_Extrait du document_:

# # #

Groupe Enfance issu du Collectif des 39 | L’enfance mise au pas.

Nouvelle Revue de l'Enfance et de l'Adolescence.

L'Harmattan - Hors-série N°2, 2022

Article rédigé par : Xavier GASSMANN

Présentation

L’actualité de cette rentrée est marquée par un signifiant, la pénurie. La crise et en particulier celle initiée par la guerre en Ukraine, en serait le principal moteur dans la suite de la crise sanitaire associée à la survenue de la Covid 19, qui a plongé les humains dans un profond désarroi et qui a mis à l’arrêt l’illusion d’une expansion illimitée.

Si dans le discours médiatique, le contexte de la crise était inattendu et imprévisible, ce qu’elle charrie sur le plan social dans sa déclinaison sanitaire et éducative est tout sauf une nouveauté.

Pénurie d’enseignants, de soignants, de professionnels de la petite-enfance, pédopsychiatrie en ruine, un ensemble de constats établi depuis bien longtemps par les professionnels eux-mêmes. Professionnels que nous sommes qui nous réunissons chaque mois pour chercher des ouvertures aux différentes formes de formatage qui touchent Petits et Grands.

# # #

_Jeu de données_:
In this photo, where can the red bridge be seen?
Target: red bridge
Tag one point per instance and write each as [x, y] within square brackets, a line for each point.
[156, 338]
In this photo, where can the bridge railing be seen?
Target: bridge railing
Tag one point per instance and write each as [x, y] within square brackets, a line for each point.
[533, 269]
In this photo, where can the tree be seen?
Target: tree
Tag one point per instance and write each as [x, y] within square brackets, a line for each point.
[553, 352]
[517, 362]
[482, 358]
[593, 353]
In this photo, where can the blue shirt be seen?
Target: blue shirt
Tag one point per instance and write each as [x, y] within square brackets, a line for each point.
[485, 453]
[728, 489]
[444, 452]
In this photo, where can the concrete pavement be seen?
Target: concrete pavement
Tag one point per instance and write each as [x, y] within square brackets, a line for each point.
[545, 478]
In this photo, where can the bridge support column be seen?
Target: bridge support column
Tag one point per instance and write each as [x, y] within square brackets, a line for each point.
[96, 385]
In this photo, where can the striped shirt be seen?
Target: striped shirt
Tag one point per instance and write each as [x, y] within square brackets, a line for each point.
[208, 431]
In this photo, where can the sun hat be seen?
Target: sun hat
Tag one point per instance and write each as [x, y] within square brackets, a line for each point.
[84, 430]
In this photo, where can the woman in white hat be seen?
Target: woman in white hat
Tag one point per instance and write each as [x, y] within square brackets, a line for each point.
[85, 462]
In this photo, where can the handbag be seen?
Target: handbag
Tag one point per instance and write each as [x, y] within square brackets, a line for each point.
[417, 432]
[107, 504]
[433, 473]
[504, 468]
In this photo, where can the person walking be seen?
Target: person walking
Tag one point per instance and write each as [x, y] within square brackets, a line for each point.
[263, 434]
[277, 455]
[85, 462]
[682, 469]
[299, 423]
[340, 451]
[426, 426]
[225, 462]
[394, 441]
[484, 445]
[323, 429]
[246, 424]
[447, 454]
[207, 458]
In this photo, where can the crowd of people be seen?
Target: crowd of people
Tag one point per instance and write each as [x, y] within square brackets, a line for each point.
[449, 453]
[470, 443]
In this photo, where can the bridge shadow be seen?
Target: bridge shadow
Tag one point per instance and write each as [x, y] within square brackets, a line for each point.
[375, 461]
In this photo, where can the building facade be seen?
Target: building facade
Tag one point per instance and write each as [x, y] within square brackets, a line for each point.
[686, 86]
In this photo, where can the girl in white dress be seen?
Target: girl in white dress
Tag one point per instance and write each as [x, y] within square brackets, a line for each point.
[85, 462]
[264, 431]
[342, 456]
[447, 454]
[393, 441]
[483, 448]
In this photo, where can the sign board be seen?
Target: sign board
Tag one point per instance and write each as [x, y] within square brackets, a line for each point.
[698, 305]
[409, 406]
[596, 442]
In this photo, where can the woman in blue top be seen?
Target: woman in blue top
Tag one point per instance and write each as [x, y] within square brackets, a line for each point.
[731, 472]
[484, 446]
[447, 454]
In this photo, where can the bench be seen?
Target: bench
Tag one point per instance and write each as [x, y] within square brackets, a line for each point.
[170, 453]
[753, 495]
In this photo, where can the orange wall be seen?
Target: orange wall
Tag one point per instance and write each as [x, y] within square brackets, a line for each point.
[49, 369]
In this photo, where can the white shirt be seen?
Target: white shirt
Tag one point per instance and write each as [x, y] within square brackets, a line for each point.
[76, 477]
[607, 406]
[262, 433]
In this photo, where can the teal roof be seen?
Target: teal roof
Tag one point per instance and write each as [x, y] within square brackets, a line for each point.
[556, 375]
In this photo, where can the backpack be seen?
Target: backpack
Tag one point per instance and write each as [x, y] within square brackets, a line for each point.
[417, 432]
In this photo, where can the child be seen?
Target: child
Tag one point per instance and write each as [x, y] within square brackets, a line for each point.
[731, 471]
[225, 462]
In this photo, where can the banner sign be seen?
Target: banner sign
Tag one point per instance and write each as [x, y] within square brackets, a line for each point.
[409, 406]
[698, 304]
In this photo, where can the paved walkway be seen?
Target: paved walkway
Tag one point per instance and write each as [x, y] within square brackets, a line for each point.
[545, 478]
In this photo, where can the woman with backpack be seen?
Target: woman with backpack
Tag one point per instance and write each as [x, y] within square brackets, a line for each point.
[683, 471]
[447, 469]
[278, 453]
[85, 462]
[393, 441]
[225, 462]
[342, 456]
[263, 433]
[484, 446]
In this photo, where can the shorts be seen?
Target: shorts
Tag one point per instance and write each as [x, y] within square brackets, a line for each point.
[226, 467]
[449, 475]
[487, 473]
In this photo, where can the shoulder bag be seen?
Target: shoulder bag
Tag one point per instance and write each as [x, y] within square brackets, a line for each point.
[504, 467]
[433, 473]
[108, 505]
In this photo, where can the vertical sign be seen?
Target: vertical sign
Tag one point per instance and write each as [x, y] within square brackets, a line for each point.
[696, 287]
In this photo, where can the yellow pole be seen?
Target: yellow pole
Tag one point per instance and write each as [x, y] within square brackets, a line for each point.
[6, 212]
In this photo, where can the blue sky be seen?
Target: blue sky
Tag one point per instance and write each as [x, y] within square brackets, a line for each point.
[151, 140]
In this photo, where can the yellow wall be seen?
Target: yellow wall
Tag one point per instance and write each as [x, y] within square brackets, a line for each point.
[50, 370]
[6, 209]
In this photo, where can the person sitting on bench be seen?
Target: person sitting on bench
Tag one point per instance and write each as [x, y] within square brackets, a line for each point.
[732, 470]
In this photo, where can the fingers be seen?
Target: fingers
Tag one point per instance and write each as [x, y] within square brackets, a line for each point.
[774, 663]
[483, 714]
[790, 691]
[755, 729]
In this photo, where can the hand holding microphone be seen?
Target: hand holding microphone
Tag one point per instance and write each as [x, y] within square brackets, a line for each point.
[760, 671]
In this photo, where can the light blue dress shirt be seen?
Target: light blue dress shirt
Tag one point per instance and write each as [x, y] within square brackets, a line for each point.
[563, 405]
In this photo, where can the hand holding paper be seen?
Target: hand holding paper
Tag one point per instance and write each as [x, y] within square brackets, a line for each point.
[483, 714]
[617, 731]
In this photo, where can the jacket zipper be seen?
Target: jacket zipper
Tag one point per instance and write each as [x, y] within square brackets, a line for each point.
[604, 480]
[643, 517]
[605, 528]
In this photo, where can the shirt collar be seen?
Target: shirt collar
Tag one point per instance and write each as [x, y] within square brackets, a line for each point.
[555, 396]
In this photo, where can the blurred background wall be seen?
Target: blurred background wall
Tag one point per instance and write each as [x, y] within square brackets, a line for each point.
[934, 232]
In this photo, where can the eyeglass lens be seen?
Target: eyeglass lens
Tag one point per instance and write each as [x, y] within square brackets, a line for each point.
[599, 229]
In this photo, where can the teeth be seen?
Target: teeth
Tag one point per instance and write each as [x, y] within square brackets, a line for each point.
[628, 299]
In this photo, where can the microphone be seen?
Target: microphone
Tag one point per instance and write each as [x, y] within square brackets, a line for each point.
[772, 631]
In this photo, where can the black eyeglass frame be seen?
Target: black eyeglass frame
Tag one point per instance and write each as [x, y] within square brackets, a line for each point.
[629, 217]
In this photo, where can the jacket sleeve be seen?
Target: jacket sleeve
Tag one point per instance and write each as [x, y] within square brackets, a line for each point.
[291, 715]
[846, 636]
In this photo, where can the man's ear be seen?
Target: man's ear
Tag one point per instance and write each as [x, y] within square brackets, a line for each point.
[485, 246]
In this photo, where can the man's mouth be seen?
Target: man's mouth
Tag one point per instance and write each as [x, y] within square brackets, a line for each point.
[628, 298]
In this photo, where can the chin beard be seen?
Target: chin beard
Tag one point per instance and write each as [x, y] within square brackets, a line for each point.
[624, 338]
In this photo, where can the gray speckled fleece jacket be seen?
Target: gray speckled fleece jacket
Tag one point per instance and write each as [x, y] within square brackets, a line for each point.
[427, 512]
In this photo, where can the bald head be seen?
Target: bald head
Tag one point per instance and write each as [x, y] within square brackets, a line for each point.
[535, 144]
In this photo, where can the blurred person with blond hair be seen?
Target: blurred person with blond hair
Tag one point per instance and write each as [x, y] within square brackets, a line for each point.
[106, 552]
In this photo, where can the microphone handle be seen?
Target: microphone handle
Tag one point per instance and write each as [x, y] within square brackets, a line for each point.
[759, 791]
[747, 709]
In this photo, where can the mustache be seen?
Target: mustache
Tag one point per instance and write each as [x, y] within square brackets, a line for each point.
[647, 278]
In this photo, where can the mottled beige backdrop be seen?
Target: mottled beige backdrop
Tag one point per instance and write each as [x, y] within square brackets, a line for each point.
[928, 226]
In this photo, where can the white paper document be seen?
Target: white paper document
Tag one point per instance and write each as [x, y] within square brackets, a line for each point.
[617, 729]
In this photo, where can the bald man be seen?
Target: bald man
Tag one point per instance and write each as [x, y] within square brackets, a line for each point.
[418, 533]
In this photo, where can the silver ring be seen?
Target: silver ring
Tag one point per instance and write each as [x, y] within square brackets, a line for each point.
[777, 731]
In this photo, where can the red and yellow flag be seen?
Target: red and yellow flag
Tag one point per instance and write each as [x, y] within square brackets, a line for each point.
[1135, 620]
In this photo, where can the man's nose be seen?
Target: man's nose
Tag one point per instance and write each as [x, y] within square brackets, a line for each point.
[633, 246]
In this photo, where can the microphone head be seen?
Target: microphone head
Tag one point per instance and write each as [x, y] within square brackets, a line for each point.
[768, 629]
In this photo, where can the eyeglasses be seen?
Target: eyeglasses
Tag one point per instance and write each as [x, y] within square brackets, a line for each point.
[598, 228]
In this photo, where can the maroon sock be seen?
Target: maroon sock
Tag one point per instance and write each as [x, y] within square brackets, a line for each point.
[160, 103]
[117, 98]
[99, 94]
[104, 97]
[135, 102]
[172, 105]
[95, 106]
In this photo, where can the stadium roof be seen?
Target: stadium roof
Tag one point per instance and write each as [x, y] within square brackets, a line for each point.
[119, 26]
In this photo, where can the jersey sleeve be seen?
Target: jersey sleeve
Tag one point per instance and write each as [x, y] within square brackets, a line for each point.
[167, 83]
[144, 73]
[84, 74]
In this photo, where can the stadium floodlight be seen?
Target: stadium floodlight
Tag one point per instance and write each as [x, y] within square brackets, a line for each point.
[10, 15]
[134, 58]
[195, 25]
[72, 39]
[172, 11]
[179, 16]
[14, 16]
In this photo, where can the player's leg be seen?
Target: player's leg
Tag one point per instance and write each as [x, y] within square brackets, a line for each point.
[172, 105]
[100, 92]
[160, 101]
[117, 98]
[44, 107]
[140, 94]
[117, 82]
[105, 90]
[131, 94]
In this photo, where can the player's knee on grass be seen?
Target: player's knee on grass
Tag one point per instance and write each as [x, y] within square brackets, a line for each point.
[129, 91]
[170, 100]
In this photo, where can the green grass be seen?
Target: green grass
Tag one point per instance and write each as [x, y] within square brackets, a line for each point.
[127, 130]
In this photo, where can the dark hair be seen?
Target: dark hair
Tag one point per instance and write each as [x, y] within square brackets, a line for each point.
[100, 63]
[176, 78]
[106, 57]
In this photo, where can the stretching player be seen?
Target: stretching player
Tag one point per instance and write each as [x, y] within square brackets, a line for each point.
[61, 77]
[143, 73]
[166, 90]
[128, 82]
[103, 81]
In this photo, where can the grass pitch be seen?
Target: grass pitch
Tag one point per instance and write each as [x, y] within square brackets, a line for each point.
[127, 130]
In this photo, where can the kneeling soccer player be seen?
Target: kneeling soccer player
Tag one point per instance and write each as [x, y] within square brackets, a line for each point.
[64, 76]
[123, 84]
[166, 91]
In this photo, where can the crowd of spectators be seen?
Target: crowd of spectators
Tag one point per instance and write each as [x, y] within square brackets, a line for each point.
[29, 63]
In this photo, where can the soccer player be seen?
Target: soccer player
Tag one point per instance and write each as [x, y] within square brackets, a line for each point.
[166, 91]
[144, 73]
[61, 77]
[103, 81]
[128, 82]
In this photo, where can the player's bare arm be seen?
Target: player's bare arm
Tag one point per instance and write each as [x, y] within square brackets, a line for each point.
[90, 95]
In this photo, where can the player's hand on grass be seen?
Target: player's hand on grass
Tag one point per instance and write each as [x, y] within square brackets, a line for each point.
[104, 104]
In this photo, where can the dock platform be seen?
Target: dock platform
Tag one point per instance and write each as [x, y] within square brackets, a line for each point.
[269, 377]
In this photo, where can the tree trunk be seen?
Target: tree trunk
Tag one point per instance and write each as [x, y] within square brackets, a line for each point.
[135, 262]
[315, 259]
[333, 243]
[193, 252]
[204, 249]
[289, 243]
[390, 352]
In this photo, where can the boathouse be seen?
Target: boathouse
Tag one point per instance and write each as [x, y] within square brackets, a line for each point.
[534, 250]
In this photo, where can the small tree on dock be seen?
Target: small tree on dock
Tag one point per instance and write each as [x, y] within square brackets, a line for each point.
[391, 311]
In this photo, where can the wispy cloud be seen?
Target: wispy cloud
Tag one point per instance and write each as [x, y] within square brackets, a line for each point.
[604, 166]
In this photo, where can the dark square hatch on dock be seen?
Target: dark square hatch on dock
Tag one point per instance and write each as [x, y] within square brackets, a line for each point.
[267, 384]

# # #

_Consigne A_: Selon l'extrait sur l'enfance mise au pas, quel signifiant marque l'actualité de cette rentrée ?
_Consigne B_: D'après l'extrait sur l'enfance mise au pas, pourquoi ce que la crise charrie sur les plans sanitaire et éducatif n'a-t-il rien de nouveau ? Répondez en une à trois phrases.
_Consigne C_: Poursuivez l'extrait sur l'enfance mise au pas à partir de son dernier paragraphe.

_Réponse A_: La pénurie.

_Réponse B_: Les pénuries d'enseignants, de soignants et de professionnels de la petite enfance, ainsi que la ruine de la pédopsychiatrie, sont des constats établis depuis bien longtemps. Ce sont les professionnels eux-mêmes qui les ont dressés.

_Réponse C_:
Cette crise a un autre effet et celui-ci plus insidieux.  Sous couvert de prévention, de protection, de pédagogie de la « bientraitance », sont mises en œuvre des logiques de contrôle et de surveillance. Libres d’obéir, comme l’a écrit récemment Johann Chapoutot, n’est-ce pas à cette grande machinerie que chacun est convoqué avec si possible une adhésion pleine et entière ?

Comment cela se traduit-il dans le champ de l’enfance et quelles en sont les formes ?

Sous prétexte de porter attention à l’enfant dit « handicapé », n’assiste-t-on pas à une extension du domaine du handicap, qui condamne tout enfant en difficulté à être réduit à un handicap ?

Par ce glissement sémantique abusif, n’est-ce pas la fonction du symptôme comme expression singulière de l’enfant qui est ici rejeté ?

Quels sont les effets sous couvert d’argumentations scientifiques, de l’extension du diagnostic neuropsychologique ?

Cette montée en puissance de la classification des enfants en fonction de leurs symptômes et de leurs compétences, n’a-t-elle pas pour effet contingent un délaissement toujours plus massif de ceux qui ne répondent pas aux nouvelles parodies thérapeutiques ?

Quels impacts, ce regard déterministe qui occulte la fonction de la temporalité induit-il sur l’enfant, sa famille et les professionnels ?

L’enfermement dans la précipitation, dans l’urgence à mettre en ordre ce que l’enfant tente de faire entendre aux adultes, n’évacue-t-elle pas le substrat de l’enfance qui pose l’enfant comme sujet en devenir ?

Dans cette logique de mise au pas de l’enfant et de son environnement, chaque professionnel est toujours plus contraint par les exigences administratives et comptables à se soumettre à des schémas protocolarisés qui évacuent toute forme d’initiative.

Et pourtant elle tourne, et pourtant pourrions-nous dire aujourd’hui, y a de l’inconscient.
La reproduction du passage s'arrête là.